start

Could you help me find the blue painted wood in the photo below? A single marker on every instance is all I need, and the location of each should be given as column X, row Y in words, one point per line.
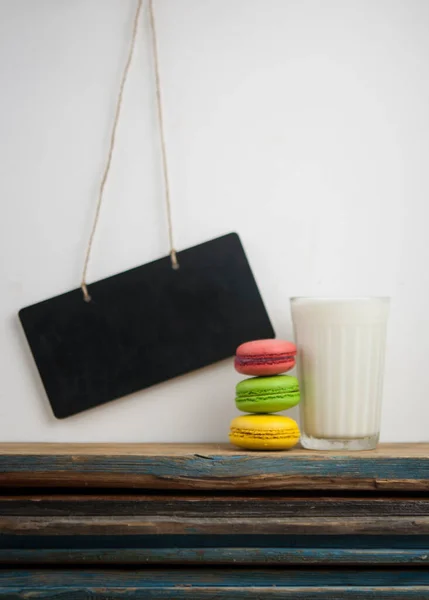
column 224, row 468
column 199, row 577
column 218, row 556
column 214, row 583
column 184, row 593
column 104, row 542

end

■ INSTRUCTION: Convert the records above into a Markdown table with the columns Number and Content, one numbered row per line, with blank lines and pictures omitted.

■ EXERCISE SOLUTION:
| Number | Content |
|---|---|
| 1 | Could you help me find the blue painted wood in the photo below? A single marker on every instance is all I need, and the location of each should be given as column X, row Y in words, one point per line. |
| 2 | column 224, row 468 |
| 3 | column 199, row 577 |
| 4 | column 218, row 556 |
| 5 | column 214, row 583 |
| 6 | column 184, row 593 |
| 7 | column 104, row 542 |